BRIEF — Rewrite the listing below as a numbered list, one entry per line, and skip any blank lines.

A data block

━━━━━━━━━━

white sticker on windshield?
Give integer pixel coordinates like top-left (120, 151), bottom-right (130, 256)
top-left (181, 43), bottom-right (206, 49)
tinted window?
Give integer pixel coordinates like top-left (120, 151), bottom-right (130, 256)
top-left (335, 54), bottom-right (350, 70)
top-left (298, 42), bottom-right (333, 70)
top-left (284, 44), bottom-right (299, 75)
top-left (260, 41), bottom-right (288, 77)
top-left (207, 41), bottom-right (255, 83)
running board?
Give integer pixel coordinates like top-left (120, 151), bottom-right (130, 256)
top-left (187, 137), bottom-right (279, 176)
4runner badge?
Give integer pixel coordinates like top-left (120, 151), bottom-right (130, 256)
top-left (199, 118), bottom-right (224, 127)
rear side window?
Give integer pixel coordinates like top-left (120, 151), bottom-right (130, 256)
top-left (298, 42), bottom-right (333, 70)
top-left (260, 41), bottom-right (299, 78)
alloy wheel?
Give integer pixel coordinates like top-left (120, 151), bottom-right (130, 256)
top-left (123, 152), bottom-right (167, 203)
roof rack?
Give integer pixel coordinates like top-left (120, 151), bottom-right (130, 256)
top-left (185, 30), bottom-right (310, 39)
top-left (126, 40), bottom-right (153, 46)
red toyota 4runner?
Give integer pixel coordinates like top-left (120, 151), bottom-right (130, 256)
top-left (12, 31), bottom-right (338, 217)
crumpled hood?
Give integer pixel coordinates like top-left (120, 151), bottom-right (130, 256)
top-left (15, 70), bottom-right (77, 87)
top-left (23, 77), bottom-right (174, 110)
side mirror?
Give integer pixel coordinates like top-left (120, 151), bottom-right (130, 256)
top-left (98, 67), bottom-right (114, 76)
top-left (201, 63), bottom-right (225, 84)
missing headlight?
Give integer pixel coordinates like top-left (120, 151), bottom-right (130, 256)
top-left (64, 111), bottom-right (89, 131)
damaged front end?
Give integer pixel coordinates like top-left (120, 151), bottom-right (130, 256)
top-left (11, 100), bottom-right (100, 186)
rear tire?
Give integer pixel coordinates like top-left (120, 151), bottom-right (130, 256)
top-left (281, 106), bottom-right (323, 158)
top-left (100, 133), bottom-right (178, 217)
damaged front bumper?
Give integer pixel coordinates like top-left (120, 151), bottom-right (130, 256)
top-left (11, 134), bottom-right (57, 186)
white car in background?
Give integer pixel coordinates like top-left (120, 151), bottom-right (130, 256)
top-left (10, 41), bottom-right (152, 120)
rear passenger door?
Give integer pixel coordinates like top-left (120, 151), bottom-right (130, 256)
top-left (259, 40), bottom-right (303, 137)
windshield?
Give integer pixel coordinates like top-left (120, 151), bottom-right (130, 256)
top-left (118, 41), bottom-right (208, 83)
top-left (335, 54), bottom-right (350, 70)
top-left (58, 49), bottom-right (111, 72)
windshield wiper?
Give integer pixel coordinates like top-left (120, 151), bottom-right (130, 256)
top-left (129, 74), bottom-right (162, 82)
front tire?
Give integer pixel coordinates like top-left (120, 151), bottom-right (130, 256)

━━━━━━━━━━

REPLY TO THE EXERCISE —
1. white sticker on windshield?
2. Give integer pixel coordinates like top-left (120, 151), bottom-right (130, 256)
3. top-left (181, 43), bottom-right (206, 49)
4. tinted window?
5. Give integer pixel coordinates like top-left (120, 151), bottom-right (130, 256)
6. top-left (335, 54), bottom-right (350, 70)
7. top-left (298, 42), bottom-right (333, 70)
8. top-left (284, 44), bottom-right (299, 75)
9. top-left (260, 41), bottom-right (288, 77)
10. top-left (207, 41), bottom-right (255, 83)
11. running board?
12. Give integer pixel coordinates like top-left (120, 151), bottom-right (130, 256)
13. top-left (187, 137), bottom-right (279, 176)
14. 4runner badge?
15. Give integer pixel coordinates like top-left (120, 151), bottom-right (130, 256)
16. top-left (199, 118), bottom-right (224, 127)
17. rear side window?
18. Give integer pixel coordinates like top-left (120, 151), bottom-right (130, 256)
19. top-left (298, 42), bottom-right (333, 70)
20. top-left (260, 41), bottom-right (299, 78)
21. alloy wheel?
22. Give integer pixel coordinates like top-left (120, 151), bottom-right (130, 256)
23. top-left (123, 152), bottom-right (167, 203)
24. roof rack?
25. Give integer pixel coordinates like top-left (120, 151), bottom-right (130, 256)
26. top-left (185, 30), bottom-right (310, 39)
27. top-left (126, 40), bottom-right (153, 46)
28. red toyota 4runner?
29. Give integer pixel coordinates like top-left (120, 151), bottom-right (130, 256)
30. top-left (12, 31), bottom-right (338, 217)
31. crumpled hood?
32. Give integer pixel coordinates like top-left (120, 151), bottom-right (130, 256)
33. top-left (15, 70), bottom-right (77, 87)
34. top-left (23, 77), bottom-right (174, 110)
35. side mirror?
36. Give integer pixel coordinates like top-left (120, 151), bottom-right (130, 256)
37. top-left (98, 67), bottom-right (114, 76)
38. top-left (201, 63), bottom-right (225, 84)
39. missing headlight?
40. Give integer pixel coordinates like top-left (120, 151), bottom-right (130, 256)
41. top-left (64, 111), bottom-right (89, 131)
42. damaged front end?
43. Give integer pixel coordinates like top-left (120, 151), bottom-right (130, 256)
44. top-left (11, 100), bottom-right (100, 186)
45. rear tire?
46. Give integer pixel coordinates like top-left (120, 151), bottom-right (130, 256)
47. top-left (281, 106), bottom-right (323, 158)
48. top-left (100, 133), bottom-right (178, 217)
49. damaged front bumper?
50. Give integer pixel coordinates like top-left (120, 151), bottom-right (130, 256)
51. top-left (11, 134), bottom-right (57, 186)
52. white car in background?
53. Give integer pixel coordinates like top-left (120, 151), bottom-right (130, 256)
54. top-left (10, 41), bottom-right (152, 120)
55. rear passenger door?
56. Give integer pixel coordinates like top-left (120, 151), bottom-right (130, 256)
57. top-left (259, 40), bottom-right (303, 137)
58. windshield?
59. Give integer pixel coordinates like top-left (120, 151), bottom-right (130, 256)
60. top-left (118, 41), bottom-right (208, 83)
61. top-left (335, 54), bottom-right (350, 70)
62. top-left (58, 49), bottom-right (111, 72)
63. windshield wiper?
64. Give integer pixel coordinates like top-left (120, 151), bottom-right (130, 256)
65. top-left (129, 74), bottom-right (162, 82)
66. front tire?
67. Give integer pixel coordinates like top-left (120, 151), bottom-right (130, 256)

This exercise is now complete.